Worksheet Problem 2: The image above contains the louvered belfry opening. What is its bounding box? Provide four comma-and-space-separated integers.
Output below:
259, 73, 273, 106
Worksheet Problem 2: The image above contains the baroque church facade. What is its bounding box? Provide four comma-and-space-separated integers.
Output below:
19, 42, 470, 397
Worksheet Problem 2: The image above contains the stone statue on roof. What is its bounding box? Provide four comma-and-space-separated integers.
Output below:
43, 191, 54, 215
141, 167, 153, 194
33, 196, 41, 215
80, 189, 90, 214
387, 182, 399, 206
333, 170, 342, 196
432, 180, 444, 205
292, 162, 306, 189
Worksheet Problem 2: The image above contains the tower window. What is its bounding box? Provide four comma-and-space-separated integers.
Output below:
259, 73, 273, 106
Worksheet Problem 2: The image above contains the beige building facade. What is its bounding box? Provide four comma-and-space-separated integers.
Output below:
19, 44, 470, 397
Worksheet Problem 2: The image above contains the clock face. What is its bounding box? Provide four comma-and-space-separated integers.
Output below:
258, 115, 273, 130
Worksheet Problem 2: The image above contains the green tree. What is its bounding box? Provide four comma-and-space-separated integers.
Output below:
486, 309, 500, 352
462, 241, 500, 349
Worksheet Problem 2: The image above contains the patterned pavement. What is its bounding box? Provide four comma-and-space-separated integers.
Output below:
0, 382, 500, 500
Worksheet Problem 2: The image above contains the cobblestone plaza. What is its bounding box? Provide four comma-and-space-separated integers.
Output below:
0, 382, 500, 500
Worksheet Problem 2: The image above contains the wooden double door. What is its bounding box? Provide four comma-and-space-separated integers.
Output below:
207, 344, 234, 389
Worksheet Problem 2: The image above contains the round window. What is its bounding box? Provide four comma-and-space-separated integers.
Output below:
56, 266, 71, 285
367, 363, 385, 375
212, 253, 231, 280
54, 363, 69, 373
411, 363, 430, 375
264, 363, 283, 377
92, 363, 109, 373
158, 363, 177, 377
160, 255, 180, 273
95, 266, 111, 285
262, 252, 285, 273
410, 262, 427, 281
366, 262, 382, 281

> What you are asked to do
Format every line of the data above as a JSON list of strings, one string per line, leaving out blank lines.

> Completed task
[
  "Worksheet Problem 2: The image above contains the louvered belfry opening. What is its bounding box? Provide four comma-and-space-separated integers.",
  "Output below:",
  "259, 73, 273, 106",
  "Worksheet Problem 2: The image above contains the baroque church facade. What is its bounding box? Provide four comma-and-space-separated integers.",
  "Output below:",
  "19, 42, 470, 397",
  "Worksheet Problem 2: The image above contains the stone statue on roof. What is its bounding box? Provide four comma-and-space-separated integers.",
  "Output below:",
  "43, 191, 54, 215",
  "141, 167, 153, 194",
  "33, 196, 41, 215",
  "80, 189, 90, 214",
  "387, 182, 399, 206",
  "333, 170, 342, 196",
  "432, 180, 444, 205",
  "292, 162, 306, 189",
  "Worksheet Problem 2: The image above contains the tower window. What is its bounding box? Provide four comma-and-space-separated integers.",
  "Output below:",
  "259, 73, 273, 106",
  "Worksheet Problem 2: The image above contains the beige building facade. What is its bounding box? Provide four comma-and-space-separated integers.",
  "Output below:",
  "19, 44, 470, 397",
  "Worksheet Problem 2: The image above contains the clock face. What is its bounding box? Provide four comma-and-space-separated integers.",
  "Output below:",
  "258, 115, 273, 130",
  "Worksheet Problem 2: The image above contains the green tree. What is its bounding box? Provide four comma-and-space-separated integers.",
  "Output below:",
  "486, 309, 500, 352",
  "462, 241, 500, 349",
  "Worksheet Problem 2: The image above contains the patterned pavement. What is its bounding box? Provide four comma-and-space-separated integers.",
  "Output below:",
  "0, 382, 500, 500",
  "Worksheet Problem 2: The image above contains the cobblestone plaza. What is its bounding box? Provide four comma-and-space-separated integers.",
  "Output below:",
  "0, 382, 500, 500",
  "Worksheet Problem 2: The image above contains the wooden double door. What is its bounding box? Provide four comma-and-space-separated integers.",
  "Output below:",
  "207, 344, 234, 389",
  "Worksheet Problem 2: The image above contains the round window. What is its bounding box? Provide four comma-and-space-separated integers.",
  "Output below:",
  "56, 266, 71, 285",
  "367, 363, 385, 375",
  "212, 253, 231, 280",
  "54, 363, 69, 373",
  "411, 363, 430, 375",
  "264, 363, 283, 377",
  "92, 363, 109, 373",
  "158, 363, 177, 377",
  "160, 255, 180, 273",
  "95, 266, 111, 285",
  "262, 252, 285, 273",
  "410, 262, 427, 281",
  "366, 262, 382, 281"
]